### Work request
Scan the entries below for the word "green", then copy each line that holds it.

Records excerpted from a collection:
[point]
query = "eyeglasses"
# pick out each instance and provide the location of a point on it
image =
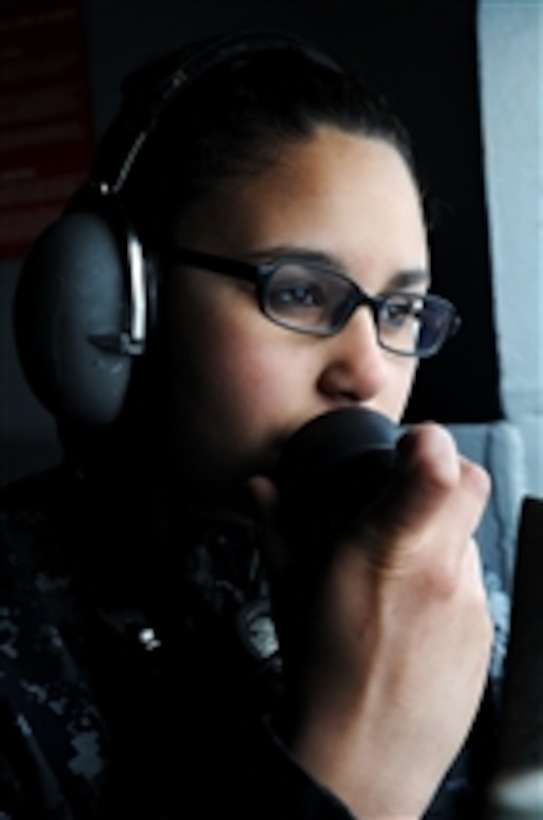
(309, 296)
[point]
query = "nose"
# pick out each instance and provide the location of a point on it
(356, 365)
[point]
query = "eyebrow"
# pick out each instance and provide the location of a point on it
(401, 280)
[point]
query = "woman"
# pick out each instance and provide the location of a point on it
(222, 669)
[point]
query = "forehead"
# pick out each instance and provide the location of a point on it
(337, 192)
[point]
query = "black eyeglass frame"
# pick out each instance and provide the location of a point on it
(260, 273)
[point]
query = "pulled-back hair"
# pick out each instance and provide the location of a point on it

--

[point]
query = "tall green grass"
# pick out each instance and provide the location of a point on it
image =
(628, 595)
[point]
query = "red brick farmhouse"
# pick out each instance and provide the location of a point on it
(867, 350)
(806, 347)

--

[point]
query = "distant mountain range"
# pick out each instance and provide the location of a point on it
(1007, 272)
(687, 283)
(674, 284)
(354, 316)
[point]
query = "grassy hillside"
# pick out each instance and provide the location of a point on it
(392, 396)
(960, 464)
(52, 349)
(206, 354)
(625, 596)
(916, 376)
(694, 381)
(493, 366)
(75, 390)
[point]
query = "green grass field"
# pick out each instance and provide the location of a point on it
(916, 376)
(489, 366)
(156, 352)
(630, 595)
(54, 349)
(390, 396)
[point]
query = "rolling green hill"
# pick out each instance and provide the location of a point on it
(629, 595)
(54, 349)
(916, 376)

### Solved problem
query = "tall green grass"
query = "green grass field"
query = "rolling green hill"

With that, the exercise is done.